> _Exercise instructions_
An acceptable answer contains every record below, unchanged, and no pictures.

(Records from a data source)
* * * * * * *

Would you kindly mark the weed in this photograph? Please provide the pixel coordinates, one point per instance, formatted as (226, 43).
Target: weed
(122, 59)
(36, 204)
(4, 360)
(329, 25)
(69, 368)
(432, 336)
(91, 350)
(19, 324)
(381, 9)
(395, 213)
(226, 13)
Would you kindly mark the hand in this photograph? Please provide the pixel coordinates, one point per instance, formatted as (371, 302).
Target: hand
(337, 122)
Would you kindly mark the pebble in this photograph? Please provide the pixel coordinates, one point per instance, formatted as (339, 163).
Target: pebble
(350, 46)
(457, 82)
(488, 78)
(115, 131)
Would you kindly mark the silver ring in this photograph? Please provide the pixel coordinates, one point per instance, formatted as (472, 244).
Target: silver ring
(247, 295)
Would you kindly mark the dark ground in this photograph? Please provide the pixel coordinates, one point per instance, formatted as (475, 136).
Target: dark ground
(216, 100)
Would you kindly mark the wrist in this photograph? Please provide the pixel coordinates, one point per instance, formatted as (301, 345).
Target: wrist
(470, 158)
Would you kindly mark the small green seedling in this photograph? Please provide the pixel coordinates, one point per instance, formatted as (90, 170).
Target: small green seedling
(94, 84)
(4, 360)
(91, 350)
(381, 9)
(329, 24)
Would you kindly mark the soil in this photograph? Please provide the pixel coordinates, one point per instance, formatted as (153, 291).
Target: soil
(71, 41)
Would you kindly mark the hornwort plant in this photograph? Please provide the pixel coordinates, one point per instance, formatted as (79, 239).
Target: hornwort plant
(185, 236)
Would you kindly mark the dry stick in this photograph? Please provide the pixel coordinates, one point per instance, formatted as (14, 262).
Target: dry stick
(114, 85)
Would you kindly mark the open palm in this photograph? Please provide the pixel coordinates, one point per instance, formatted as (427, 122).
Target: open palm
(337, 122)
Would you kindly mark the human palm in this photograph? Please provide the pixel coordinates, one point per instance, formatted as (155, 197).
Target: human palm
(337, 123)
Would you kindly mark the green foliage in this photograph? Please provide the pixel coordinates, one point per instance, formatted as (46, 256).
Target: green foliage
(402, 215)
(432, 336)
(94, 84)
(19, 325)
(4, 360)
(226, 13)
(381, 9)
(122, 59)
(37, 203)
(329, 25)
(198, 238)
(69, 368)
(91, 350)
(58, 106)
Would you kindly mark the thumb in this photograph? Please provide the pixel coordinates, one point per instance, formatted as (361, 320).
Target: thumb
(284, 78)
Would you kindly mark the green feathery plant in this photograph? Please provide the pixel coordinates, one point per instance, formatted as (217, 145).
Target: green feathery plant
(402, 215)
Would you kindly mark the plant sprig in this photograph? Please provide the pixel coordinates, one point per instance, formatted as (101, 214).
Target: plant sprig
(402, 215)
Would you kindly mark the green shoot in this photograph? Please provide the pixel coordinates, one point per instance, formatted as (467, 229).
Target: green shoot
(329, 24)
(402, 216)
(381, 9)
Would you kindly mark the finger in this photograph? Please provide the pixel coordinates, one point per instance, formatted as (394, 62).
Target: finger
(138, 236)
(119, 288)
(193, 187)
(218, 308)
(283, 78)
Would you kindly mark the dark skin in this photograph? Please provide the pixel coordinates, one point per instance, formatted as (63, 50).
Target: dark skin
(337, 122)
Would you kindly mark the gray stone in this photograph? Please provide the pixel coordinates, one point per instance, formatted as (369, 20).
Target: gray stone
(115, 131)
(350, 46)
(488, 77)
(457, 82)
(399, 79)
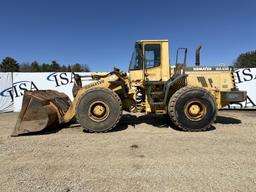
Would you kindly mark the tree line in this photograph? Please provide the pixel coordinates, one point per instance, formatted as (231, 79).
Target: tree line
(246, 60)
(9, 64)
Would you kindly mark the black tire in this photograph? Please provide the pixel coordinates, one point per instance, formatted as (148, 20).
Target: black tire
(99, 98)
(192, 109)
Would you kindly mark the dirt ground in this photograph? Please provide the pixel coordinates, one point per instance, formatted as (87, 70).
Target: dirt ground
(142, 154)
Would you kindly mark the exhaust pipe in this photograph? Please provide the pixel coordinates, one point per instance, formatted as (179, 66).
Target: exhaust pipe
(198, 55)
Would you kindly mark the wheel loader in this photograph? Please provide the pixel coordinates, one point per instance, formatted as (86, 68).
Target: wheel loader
(190, 97)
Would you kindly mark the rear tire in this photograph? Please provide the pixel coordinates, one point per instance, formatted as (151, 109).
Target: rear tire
(192, 109)
(99, 110)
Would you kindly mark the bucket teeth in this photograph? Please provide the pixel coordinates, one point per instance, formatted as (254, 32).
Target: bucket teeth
(40, 110)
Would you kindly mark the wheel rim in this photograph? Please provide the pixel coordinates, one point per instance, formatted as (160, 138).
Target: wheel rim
(195, 110)
(98, 111)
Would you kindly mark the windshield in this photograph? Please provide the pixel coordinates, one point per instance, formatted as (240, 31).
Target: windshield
(135, 63)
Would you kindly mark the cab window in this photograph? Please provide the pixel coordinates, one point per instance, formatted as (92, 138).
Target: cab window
(152, 55)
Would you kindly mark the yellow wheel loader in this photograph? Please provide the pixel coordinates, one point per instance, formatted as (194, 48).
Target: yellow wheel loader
(189, 96)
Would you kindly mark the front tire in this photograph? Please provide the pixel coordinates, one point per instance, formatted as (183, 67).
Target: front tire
(99, 110)
(192, 109)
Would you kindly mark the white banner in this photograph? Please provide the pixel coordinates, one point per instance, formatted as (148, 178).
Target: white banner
(62, 82)
(245, 79)
(6, 101)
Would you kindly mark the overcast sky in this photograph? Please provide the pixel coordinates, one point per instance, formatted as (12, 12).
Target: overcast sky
(101, 33)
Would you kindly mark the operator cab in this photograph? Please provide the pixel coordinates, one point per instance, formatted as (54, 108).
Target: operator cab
(149, 62)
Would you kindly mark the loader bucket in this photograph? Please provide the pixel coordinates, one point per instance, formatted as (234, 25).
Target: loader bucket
(40, 110)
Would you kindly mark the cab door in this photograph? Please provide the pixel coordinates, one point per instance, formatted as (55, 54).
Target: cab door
(152, 62)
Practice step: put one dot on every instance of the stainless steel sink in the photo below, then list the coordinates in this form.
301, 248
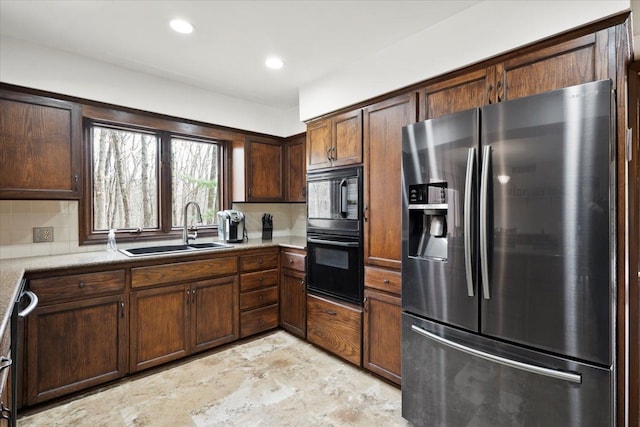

* * * * * * *

> _Result for this task_
Would you kindly mark the weed in this photograph? Please provide the pixel coordinates, one point per instance, formatted as (226, 43).
Target: weed
(122, 59)
(36, 204)
(4, 360)
(329, 25)
(69, 368)
(432, 336)
(91, 350)
(19, 324)
(381, 9)
(395, 213)
(226, 13)
Would you kindly mark the hand in this photograph? Please provide the pixel coordinates, one point per instance, formatted as (371, 302).
Target: hand
(337, 122)
Would you kindly mark the pebble in this photograph? Please provide the pixel coordinates, one point per instance, formatted as (339, 163).
Target: pebble
(350, 46)
(457, 82)
(488, 78)
(115, 131)
Would you kindly mark the silver ring in this photograph? Please provide the pixel coordinates, one point per instance, formatted as (472, 244).
Target: silver ring
(247, 295)
Would you kindly mark the dark ground in this photograph? Please provide the pixel coordinates, one point per instance, formatted as (475, 136).
Target: dark ground
(216, 100)
Would you kindly mark the wrist in this photograph? Please provide the pixel coordinates, one point per instance, formatted as (301, 345).
Target: wrist
(470, 158)
Would you kindly mark the small green seedling in this photograph? Please provide the pixel coordinates, one point per instance, formatted as (90, 170).
Target: small green seedling
(94, 84)
(4, 360)
(91, 350)
(381, 9)
(329, 24)
Would you kindly mark the soil in this photograph? Please provide the pixel coordinates, one point per instance, formatted as (153, 291).
Target: soil
(71, 41)
Would you kindly mark the hornwort plant in this photograph? Please provide the pixel coordinates, one point per instance, formatted as (79, 239).
Target: hornwort plant
(185, 236)
Would you kindly mark the dry stick in this photograph? Please provide the pixel coordinates, one point per instance, formatted as (14, 262).
Target: dry stick
(114, 85)
Would you kindly mark the open palm in this photograph? Please provide the pixel coordinates, one point per instance, formatted as (427, 122).
Target: open palm
(337, 122)
Would you kindly mark the human palm in this photograph? Please provide the pixel coordinates, one point per instance, formatted as (155, 197).
Target: human palm
(337, 123)
Would you kindly mark the green foliage in this photograph? Please provide the pixel coordinates, one point per instance, formatted as (46, 256).
Target: green foliage
(402, 215)
(432, 336)
(94, 84)
(19, 325)
(4, 360)
(226, 13)
(381, 9)
(122, 59)
(37, 203)
(329, 25)
(198, 238)
(69, 368)
(91, 350)
(58, 106)
Would you kindly mark the thumb in this photograph? Please provide the pixel coordinates, one point per instance, formatted as (361, 320).
Target: thumb
(284, 78)
Would you kindly mark the green feathery plant in this photograph? Please provide the pixel coordinates, one point per instance, formatted as (217, 145).
Target: green feathery plant
(402, 215)
Would you kindly mark the plant sprig in this photograph? Please provide the pixel coordinates, one point per instance, formatted as (101, 214).
Target: plant sprig
(402, 215)
Would you kindly mark the green shoot in this photograph? Please provide the pixel coordinates, one point per instance, formatted as (467, 229).
Target: green shoot
(329, 24)
(402, 216)
(381, 9)
Would you kindly mark the finger in this photograph? Please provide the pixel coordinates, one point per instance, formatted as (394, 62).
Target: finger
(138, 236)
(119, 288)
(193, 187)
(218, 308)
(283, 78)
Would you kindly mark the dark skin in this photograph? Please provide the pixel coordinates, one point per instance, formatted as (63, 50).
Target: dark skin
(337, 122)
Would you kindly mark the gray stone in this photograph? Please provide the pixel coordinates, one point per instance, formatted as (369, 20).
Target: gray stone
(115, 131)
(350, 46)
(488, 77)
(457, 82)
(399, 79)
Would you kindly mark the tree line in this photograph? Please provide the pixel coordinates, one point per instance, formatted as (231, 79).
Target: tree line
(246, 60)
(9, 64)
Would you kindly mark the black tire in this photograph? Please provide the pixel coordinates, one point per instance, formatted as (148, 20).
Target: black tire
(99, 98)
(192, 109)
Would you kindly mark the dirt ground in this photograph? Please provide the pixel coordinates, one point per instance, formatted as (87, 70).
Target: dirt ground
(142, 154)
Would you kindly mark the exhaust pipe in this photograph? Please provide the pixel coordinates, one point per instance, formatted as (179, 66).
Target: exhaust pipe
(198, 55)
Would you kindly mark the wheel loader in this photograph? Please provide the pixel coordinates, one point per instance, formatted as (86, 68).
Target: wheel loader
(190, 97)
Would you kindly mark the rear tire in this photograph? Please provide the pixel coordinates, one point per instance, formatted as (151, 109).
Target: rear tire
(192, 109)
(99, 110)
Would you kindly mark the bucket teeth in this photograph? Please provide the pixel coordinates, one point per instance, formatted as (254, 32).
Target: bucket teeth
(40, 110)
Would you kindly mark the wheel rim in this photograph? Please provide the pixel coordinates, one point per instance, formatted as (160, 138).
Target: wheel rim
(195, 110)
(98, 111)
Would you kindly mark the windshield in this photograph? Please provide the pixel coordinates, one point per instance, formatted as (240, 31).
Target: windshield
(135, 63)
Would you kindly mark the cab window in this photograph? Please provide the pixel coordinates, one point per instance, formatted as (92, 138).
Target: cab window
(152, 55)
Would you kindly mark the yellow wheel loader in this photograph? Please provide the pixel coordinates, one point per instance, formatted as (194, 48).
Target: yellow wheel loader
(189, 96)
Would you kindly mark the front tire in this photograph? Please provide the pixel coordinates, one point per instance, formatted as (183, 67).
Target: front tire
(99, 110)
(192, 109)
Would you kindly mark the white banner in this photograph? Please provide the pixel coordinates, one point per instance, formatted as (148, 178).
Target: white banner
(62, 82)
(245, 79)
(6, 101)
Would you kindly mark the overcast sky in this photograph? Please provide the pixel coordinates, one point per instance, formatted as (12, 12).
Target: overcast sky
(101, 33)
Would you kindly mark the operator cab in this photograph? Please provide the pixel coordinates, one point per instance, formatted as (54, 108).
Target: operator cab
(149, 62)
Would you kindly mark the loader bucket in this photograph? Please provide the pixel coordinates, one point per instance, formatted as (234, 25).
Target: loader bucket
(40, 110)
Would you kindly mark the cab door in this photograph? Please provide the pixel coordinates, one point per instance, formatted as (55, 54).
Target: cab door
(152, 62)
Practice step: put one dot on every instance of the stainless steel sink in the photo below, then list the coordinates in this form.
301, 248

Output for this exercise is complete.